▸ **MATERIAL PROVIDED**:
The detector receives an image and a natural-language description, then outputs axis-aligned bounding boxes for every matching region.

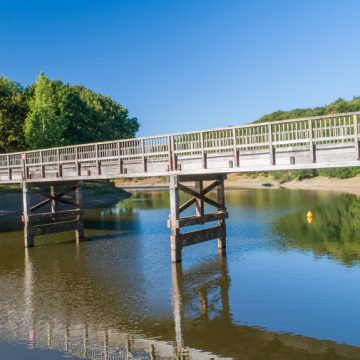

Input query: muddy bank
[116,174,360,196]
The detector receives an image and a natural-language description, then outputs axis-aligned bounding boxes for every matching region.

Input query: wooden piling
[169,174,228,262]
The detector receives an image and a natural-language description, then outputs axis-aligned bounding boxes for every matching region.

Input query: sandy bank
[116,174,360,196]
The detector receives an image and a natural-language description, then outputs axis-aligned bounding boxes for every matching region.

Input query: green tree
[24,73,68,149]
[25,74,139,149]
[0,77,30,152]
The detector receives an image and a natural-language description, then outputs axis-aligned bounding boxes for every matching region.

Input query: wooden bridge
[0,112,360,261]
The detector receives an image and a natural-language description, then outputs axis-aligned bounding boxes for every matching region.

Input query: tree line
[254,96,360,181]
[0,73,140,153]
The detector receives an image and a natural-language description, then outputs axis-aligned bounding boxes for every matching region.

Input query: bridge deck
[0,112,360,184]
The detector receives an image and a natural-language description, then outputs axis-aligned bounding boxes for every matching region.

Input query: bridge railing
[0,112,360,178]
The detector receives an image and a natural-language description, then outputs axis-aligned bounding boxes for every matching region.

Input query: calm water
[0,189,360,360]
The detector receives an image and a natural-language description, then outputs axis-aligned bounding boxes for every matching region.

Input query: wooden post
[56,149,62,177]
[75,147,81,176]
[232,128,240,167]
[95,144,101,175]
[75,181,84,242]
[118,141,124,174]
[50,186,57,216]
[168,136,174,171]
[200,132,207,169]
[40,151,45,178]
[309,119,316,163]
[217,176,226,254]
[171,264,185,352]
[141,139,147,172]
[22,181,34,248]
[195,180,204,217]
[170,175,182,262]
[268,124,276,165]
[353,114,360,160]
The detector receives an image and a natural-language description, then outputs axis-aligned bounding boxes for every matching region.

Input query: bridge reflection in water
[0,248,360,359]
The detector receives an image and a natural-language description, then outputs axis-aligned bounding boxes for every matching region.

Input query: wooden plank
[178,211,228,228]
[179,181,220,213]
[29,209,84,221]
[353,115,360,160]
[22,181,34,248]
[32,220,78,236]
[179,225,224,246]
[178,183,224,210]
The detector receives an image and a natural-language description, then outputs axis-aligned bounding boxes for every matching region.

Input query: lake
[0,189,360,360]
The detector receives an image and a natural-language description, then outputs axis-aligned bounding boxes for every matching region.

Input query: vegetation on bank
[254,96,360,181]
[0,73,139,153]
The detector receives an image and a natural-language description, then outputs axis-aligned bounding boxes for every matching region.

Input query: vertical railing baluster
[353,115,360,160]
[268,124,276,165]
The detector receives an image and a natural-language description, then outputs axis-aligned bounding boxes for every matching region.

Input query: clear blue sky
[0,0,360,135]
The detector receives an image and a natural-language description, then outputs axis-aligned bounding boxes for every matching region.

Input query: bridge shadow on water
[0,244,360,359]
[0,193,360,360]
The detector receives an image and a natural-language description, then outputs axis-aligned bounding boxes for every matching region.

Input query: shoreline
[115,174,360,196]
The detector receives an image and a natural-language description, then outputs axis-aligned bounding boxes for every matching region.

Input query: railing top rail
[0,111,360,156]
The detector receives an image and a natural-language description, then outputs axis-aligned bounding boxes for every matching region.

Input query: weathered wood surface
[168,174,228,262]
[0,112,360,184]
[22,181,84,247]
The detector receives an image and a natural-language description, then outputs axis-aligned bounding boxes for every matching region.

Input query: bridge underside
[22,181,84,247]
[0,112,360,262]
[0,142,360,184]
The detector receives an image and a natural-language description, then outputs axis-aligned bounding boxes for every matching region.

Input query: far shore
[0,174,360,216]
[116,174,360,196]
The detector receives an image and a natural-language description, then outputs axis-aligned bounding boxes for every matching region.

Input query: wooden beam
[29,209,83,221]
[22,181,34,248]
[178,211,228,228]
[179,225,224,246]
[178,183,225,210]
[32,220,78,236]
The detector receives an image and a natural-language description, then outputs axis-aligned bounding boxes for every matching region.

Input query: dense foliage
[0,77,30,152]
[0,74,139,152]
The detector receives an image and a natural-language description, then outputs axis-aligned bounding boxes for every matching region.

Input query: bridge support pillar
[168,174,228,262]
[22,181,84,247]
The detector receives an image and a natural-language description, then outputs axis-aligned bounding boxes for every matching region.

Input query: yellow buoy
[306,210,314,224]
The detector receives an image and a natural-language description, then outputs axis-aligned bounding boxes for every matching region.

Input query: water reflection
[274,195,360,266]
[0,191,360,360]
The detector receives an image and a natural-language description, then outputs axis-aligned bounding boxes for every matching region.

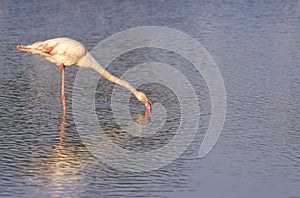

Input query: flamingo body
[17,37,152,111]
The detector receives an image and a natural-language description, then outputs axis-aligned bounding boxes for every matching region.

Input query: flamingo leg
[59,64,66,112]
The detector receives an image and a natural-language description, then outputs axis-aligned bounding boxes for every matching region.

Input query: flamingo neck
[77,52,138,96]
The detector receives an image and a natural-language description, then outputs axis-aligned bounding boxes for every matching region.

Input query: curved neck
[77,52,138,96]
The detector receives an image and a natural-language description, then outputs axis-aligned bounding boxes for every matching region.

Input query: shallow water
[0,1,300,197]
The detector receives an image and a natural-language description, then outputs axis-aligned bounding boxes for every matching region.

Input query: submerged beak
[145,99,152,110]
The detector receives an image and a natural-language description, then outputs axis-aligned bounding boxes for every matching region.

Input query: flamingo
[17,37,152,112]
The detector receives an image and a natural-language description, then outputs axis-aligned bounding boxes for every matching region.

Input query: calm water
[0,0,300,197]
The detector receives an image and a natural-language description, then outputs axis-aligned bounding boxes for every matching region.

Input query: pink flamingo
[17,38,152,112]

▸ **WHAT IS REQUIRED**:
Which lines in the entries above contain the word "neck"? Pick out each one and copy it, treating case as significant.

▸ **RESULT FOR THIS EXERCISE**:
Input query: flamingo neck
Input query: curved neck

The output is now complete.